### INSTRUCTIONS TO FOLLOW
Every line from the one with "Every instance of the concrete pole" through the final line must be written out exactly, and no other line; omit the pictures.

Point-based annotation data
____

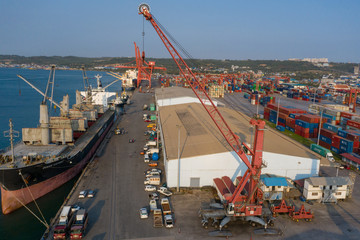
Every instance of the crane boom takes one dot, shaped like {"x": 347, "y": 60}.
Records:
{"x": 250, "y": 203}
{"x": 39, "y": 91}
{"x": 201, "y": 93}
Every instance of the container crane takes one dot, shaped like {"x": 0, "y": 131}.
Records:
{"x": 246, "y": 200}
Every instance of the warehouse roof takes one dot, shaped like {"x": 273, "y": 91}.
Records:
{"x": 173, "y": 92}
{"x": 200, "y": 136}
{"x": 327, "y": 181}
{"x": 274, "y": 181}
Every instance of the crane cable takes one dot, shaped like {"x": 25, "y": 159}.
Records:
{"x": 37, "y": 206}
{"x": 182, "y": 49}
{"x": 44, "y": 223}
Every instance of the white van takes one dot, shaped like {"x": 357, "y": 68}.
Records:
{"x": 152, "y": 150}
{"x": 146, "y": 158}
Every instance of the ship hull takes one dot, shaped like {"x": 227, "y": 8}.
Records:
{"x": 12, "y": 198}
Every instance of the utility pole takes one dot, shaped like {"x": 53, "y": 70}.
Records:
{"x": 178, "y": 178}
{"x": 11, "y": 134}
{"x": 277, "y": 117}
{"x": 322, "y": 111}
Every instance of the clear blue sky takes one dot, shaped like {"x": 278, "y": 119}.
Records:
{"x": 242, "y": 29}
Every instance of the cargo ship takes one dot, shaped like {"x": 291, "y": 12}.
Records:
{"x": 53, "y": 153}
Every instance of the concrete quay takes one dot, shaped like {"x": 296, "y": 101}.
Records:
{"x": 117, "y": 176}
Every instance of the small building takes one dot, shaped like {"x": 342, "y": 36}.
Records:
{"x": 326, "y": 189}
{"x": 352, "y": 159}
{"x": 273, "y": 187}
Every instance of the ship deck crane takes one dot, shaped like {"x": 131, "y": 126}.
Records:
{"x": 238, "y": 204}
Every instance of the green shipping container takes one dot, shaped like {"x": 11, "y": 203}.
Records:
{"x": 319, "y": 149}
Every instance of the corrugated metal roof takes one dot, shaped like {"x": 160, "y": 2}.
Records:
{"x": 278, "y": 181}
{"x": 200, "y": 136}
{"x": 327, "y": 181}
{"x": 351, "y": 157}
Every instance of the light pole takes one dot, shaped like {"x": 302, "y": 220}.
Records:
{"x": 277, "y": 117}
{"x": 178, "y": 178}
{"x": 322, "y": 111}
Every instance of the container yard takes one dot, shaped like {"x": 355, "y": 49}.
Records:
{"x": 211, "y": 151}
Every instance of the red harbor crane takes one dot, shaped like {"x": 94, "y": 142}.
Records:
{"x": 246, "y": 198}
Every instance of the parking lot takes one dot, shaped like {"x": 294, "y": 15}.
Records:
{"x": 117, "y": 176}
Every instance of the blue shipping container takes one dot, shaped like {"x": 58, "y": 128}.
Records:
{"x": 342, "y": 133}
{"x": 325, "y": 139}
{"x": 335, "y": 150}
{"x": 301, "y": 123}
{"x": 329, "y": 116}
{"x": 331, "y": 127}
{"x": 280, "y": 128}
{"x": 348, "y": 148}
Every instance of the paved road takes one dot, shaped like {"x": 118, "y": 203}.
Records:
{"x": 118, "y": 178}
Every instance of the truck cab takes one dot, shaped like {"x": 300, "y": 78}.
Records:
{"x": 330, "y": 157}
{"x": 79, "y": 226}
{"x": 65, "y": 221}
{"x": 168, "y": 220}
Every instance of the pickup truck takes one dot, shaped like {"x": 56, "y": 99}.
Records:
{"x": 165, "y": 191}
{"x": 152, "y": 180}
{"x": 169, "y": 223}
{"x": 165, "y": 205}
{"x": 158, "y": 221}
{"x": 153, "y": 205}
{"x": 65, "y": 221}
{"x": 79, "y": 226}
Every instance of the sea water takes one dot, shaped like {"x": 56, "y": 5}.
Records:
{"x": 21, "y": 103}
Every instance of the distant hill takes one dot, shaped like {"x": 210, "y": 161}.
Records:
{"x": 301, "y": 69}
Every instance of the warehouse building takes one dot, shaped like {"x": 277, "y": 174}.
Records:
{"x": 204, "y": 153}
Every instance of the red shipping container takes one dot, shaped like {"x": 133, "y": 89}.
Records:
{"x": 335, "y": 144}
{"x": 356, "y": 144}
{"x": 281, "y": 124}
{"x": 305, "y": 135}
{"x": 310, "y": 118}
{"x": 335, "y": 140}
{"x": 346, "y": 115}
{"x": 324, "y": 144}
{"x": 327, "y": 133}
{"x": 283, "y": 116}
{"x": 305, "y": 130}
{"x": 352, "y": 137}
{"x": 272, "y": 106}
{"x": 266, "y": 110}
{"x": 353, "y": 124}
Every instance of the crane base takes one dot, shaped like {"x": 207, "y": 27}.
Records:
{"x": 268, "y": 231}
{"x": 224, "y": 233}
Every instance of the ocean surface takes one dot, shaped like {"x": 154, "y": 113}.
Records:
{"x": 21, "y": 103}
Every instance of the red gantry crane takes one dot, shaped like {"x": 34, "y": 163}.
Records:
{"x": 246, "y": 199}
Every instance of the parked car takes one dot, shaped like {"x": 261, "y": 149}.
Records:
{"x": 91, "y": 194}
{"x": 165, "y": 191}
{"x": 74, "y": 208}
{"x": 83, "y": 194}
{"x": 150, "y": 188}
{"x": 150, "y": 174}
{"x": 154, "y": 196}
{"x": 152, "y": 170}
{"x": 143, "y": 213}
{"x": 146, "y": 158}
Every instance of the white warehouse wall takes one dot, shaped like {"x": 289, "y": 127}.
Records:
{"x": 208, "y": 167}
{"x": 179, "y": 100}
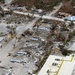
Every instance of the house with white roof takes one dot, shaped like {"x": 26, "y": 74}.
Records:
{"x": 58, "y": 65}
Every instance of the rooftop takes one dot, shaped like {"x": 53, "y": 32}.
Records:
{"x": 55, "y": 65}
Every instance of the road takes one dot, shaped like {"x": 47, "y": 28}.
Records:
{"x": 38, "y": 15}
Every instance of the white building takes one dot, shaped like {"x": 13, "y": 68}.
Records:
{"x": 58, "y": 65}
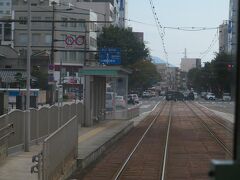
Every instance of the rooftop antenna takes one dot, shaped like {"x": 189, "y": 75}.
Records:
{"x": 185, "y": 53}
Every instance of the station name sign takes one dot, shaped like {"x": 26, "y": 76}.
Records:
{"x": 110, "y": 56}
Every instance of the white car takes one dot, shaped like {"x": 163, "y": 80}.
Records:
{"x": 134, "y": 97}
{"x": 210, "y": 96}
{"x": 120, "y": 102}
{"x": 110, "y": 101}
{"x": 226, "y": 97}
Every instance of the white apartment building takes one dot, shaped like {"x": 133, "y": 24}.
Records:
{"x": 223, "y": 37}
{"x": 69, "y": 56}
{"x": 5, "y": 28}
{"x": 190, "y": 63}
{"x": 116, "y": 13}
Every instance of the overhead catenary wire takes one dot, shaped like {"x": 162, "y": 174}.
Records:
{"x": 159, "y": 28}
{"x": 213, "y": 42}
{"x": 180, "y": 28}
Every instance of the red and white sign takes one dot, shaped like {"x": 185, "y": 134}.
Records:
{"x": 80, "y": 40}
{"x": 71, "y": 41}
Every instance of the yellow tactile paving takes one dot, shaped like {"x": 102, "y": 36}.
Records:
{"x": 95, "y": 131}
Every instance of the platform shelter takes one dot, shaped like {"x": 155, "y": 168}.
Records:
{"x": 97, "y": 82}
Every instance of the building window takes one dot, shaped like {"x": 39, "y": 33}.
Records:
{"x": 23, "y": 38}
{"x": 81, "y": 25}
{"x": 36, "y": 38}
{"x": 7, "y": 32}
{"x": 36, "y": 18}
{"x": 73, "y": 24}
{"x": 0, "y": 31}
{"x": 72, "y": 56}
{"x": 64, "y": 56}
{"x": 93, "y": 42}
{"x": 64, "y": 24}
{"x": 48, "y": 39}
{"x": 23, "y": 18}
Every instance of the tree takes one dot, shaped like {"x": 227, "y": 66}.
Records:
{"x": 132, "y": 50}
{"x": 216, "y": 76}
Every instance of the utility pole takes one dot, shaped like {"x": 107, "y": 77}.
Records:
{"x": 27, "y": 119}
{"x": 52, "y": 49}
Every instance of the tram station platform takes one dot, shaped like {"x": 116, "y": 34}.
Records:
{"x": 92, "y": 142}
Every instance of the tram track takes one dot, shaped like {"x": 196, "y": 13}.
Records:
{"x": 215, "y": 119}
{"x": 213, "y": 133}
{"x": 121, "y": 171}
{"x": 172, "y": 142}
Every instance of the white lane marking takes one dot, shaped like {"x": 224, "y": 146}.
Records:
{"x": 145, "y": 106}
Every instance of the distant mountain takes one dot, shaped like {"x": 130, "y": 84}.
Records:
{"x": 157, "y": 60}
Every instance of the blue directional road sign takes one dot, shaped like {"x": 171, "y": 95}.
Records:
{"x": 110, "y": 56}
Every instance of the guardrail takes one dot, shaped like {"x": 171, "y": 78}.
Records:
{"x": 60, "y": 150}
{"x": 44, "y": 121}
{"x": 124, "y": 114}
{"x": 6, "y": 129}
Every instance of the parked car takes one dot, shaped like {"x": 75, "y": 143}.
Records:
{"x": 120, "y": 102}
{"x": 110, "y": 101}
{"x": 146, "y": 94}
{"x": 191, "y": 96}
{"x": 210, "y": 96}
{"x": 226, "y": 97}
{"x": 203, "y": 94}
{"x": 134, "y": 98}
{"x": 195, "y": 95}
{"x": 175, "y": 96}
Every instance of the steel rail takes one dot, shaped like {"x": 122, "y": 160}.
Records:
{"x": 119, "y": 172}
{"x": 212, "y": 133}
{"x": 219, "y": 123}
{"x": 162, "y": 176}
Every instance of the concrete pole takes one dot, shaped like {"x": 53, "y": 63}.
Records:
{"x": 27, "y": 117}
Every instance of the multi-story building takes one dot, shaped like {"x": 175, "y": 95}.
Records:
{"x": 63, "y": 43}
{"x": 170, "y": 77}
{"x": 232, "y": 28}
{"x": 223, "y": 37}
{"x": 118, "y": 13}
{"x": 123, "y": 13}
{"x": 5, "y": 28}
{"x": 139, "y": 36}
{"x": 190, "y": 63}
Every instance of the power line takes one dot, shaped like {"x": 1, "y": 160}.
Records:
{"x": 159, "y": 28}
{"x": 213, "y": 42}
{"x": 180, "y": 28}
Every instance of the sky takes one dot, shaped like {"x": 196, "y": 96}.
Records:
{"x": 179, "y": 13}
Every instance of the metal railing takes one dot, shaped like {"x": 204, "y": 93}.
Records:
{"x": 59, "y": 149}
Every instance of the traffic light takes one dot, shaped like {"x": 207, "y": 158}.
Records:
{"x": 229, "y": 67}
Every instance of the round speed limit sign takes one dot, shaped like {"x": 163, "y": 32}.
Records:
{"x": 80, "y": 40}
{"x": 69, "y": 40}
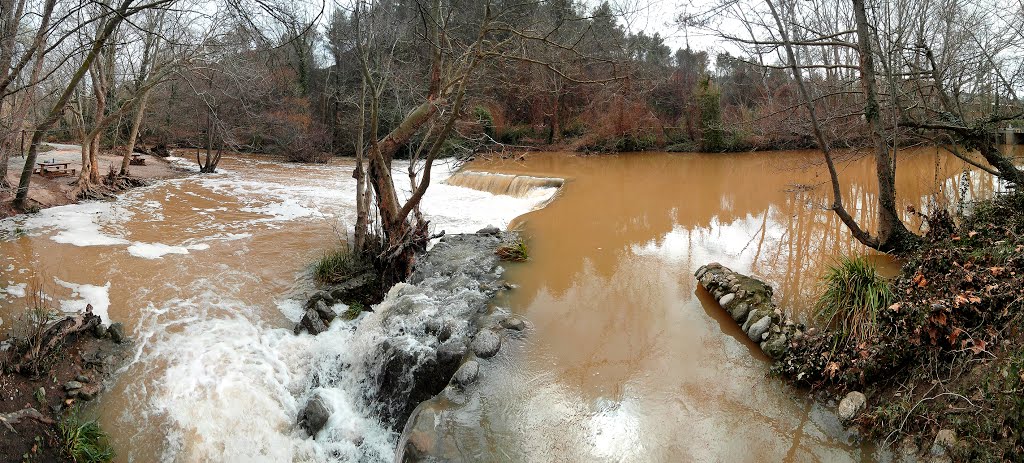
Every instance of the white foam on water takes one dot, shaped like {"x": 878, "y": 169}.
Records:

____

### SOLUTION TO THE EXERCISE
Every instance of the concrete pole takes one dot, shaped like {"x": 53, "y": 63}.
Records:
{"x": 27, "y": 117}
Every instance of the multi-story building takes one dot, shaped like {"x": 175, "y": 95}.
Records:
{"x": 63, "y": 43}
{"x": 170, "y": 77}
{"x": 232, "y": 28}
{"x": 223, "y": 37}
{"x": 118, "y": 13}
{"x": 123, "y": 13}
{"x": 5, "y": 28}
{"x": 139, "y": 36}
{"x": 190, "y": 63}
Every instance of the power line takes one dot, shaped like {"x": 1, "y": 160}.
Records:
{"x": 159, "y": 28}
{"x": 213, "y": 42}
{"x": 180, "y": 28}
Every instance of the sky takes one dot, shaped like {"x": 196, "y": 96}.
Records:
{"x": 179, "y": 13}
Every instance of the metal railing takes one dot, shaped like {"x": 204, "y": 93}.
Records:
{"x": 59, "y": 149}
Every instance of the traffic light takes one dot, shaped like {"x": 207, "y": 158}.
Records:
{"x": 229, "y": 67}
Every instance of the round speed limit sign takes one dot, shaped like {"x": 163, "y": 32}.
Records:
{"x": 80, "y": 40}
{"x": 69, "y": 40}
Every instance of the white foam on water takes one dot, shaped like {"x": 878, "y": 169}.
Records:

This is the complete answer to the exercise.